#### Passage given ####
If this is the best example you can muster, you don't have much of a case.

They are Russian nationals pushing propaganda for a totalitarian regime which has been engaging in wars of annexation throughout Europe and whose threats of nuclear war against Europe are pushed on almost on a daily basis.

https://www.euronews.com/my-europe/2025/12/18/who-are-the-we...

> I would get it if they only did this to russian citizens living in Russia in the current geopolitical context, (...)

They are. Nevertheless, it's stupid to even consider the idea that only foreign nationals can be foreign agents.


>They are Russian nationals pushing propaganda for a totalitarian regime which has been engaging in wars of annexation throughout Europe and whose threats of nuclear war against Europe are pushed on almost on a daily basis.

Where's the proof beyond reasonable doubt resulting from a trial, that those European citizens have done the things you say?

Or is Euro News propaganda supposed to be the only proof on which EU gets to throw people in jail without trial?

Shouldn't you get a trial where you get a chance to defend yourself before being sanctioned? I swear you people are cheering for 1984 authoritarianism to buttfuck you.

>Nevertheless, it's stupid to even consider the idea that only foreign nationals can be foreign agents.

As long as they are EU citizens, they deserve a fair EU trial and not just get sanctioned because EU says "trust me bro" about people they want to see disappeared.


> Where's the proof beyond reasonable doubt resulting from a trial, that those European citizens have done the things you say?

Are you nuts? Not only does the guy run a company dedicated exclusively to push Kremlin propaganda, he literally presents propaganda program's in Kremlin's RT.

Are you living under a rock?

https://www.lemonde.fr/en/pixels/article/2023/12/15/the-web-...

At this point it's evident you are either playing the role of wilful ignorant, or heavily invested in being contrarian.


> they deserve a fair EU trial and not just get sanctioned

And if they refuse to return to the EU for this trial? That means they could do whatever they want with no consequences?


Moreau is apparently a Russian citizen living in Russia since 2013. I have some concerns about process, but not for these guys. People working for enemy intelligence services tend to get treated harshly.

>Moreau is apparently a Russian citizen living in Russia since 2013.

Is he not still a French born citizen deserving of a fair trial? Or should getting a dual citizenship of a foreign passport, of a nation that later becomes an adversary, become an automatic death sentence? US should then put all it citizens with Cuban and Iranian passports in jail with that logic.
####
_Tasks to perform_
**A.** Answer these about the thread on EU sanctions:
(i) Since what year has Moreau been living in Russia, according to the thread?
(ii) On which outlet does one reply say "the guy" presents propaganda programs?
(iii) Citizens with which two kinds of passports does the last comment say the US should jail by that logic?
**B.** Please reproduce the thread on EU sanctions word for word, from "They are. Nevertheless, it's" up to and including "to buttfuck you.".
The records aren't needed here.
#### Given information ####
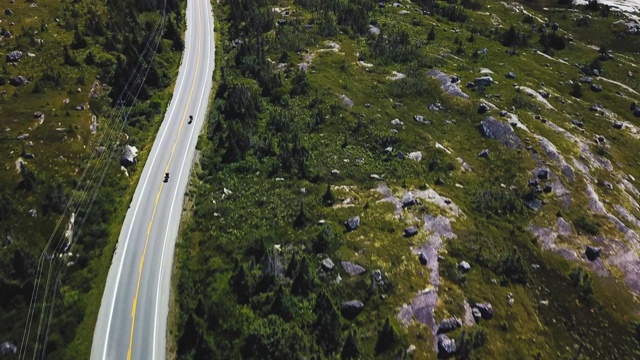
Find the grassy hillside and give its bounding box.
[0,0,184,359]
[172,0,640,359]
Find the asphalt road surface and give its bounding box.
[91,0,215,360]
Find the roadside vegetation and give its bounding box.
[171,0,640,359]
[0,0,184,359]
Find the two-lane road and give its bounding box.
[91,0,215,360]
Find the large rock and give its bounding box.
[458,261,471,272]
[438,316,462,334]
[407,151,422,161]
[438,334,457,358]
[418,252,429,265]
[344,216,360,231]
[474,303,493,320]
[7,50,22,62]
[402,226,418,237]
[480,116,522,150]
[9,75,29,86]
[340,261,366,276]
[473,76,493,87]
[402,192,416,208]
[320,258,335,271]
[340,300,364,320]
[120,145,138,168]
[584,246,602,261]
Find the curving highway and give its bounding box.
[91,0,215,360]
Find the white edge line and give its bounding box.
[152,1,215,359]
[99,3,191,359]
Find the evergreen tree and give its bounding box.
[291,256,316,297]
[322,184,336,206]
[376,318,400,354]
[340,330,360,360]
[311,224,339,254]
[314,290,342,355]
[293,201,309,229]
[427,26,436,41]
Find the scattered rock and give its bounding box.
[438,316,462,334]
[471,307,482,323]
[475,303,493,320]
[338,95,353,108]
[7,50,22,63]
[480,116,522,150]
[473,76,493,87]
[413,115,431,125]
[340,261,366,276]
[437,334,457,358]
[120,145,138,168]
[584,246,602,261]
[418,252,429,265]
[9,75,29,86]
[536,168,549,180]
[407,151,422,161]
[344,216,360,231]
[320,258,335,271]
[371,269,382,282]
[340,300,364,320]
[458,261,471,273]
[402,226,418,237]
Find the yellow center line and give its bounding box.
[127,2,202,360]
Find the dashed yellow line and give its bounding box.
[127,2,202,360]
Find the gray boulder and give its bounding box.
[584,246,602,261]
[458,261,471,272]
[7,50,22,62]
[402,192,416,208]
[344,216,360,231]
[320,258,336,271]
[473,76,493,87]
[418,252,429,265]
[340,261,366,276]
[475,303,493,320]
[471,307,482,323]
[438,316,462,334]
[9,75,29,86]
[402,226,418,237]
[480,116,522,150]
[437,334,457,358]
[340,300,364,320]
[120,145,138,167]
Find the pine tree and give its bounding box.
[376,318,400,354]
[322,184,336,206]
[314,290,342,354]
[427,26,436,41]
[291,256,316,297]
[340,330,360,360]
####
_Full answers_
**A.**
(i) 2013
(ii) The Kremlin's RT
(iii) Cuban and Iranian passports

**B.**
They are. Nevertheless, it's stupid to even consider the idea that only foreign nationals can be foreign agents.


>They are Russian nationals pushing propaganda for a totalitarian regime which has been engaging in wars of annexation throughout Europe and whose threats of nuclear war against Europe are pushed on almost on a daily basis.

Where's the proof beyond reasonable doubt resulting from a trial, that those European citizens have done the things you say?

Or is Euro News propaganda supposed to be the only proof on which EU gets to throw people in jail without trial?

Shouldn't you get a trial where you get a chance to defend yourself before being sanctioned? I swear you people are cheering for 1984 authoritarianism to buttfuck you.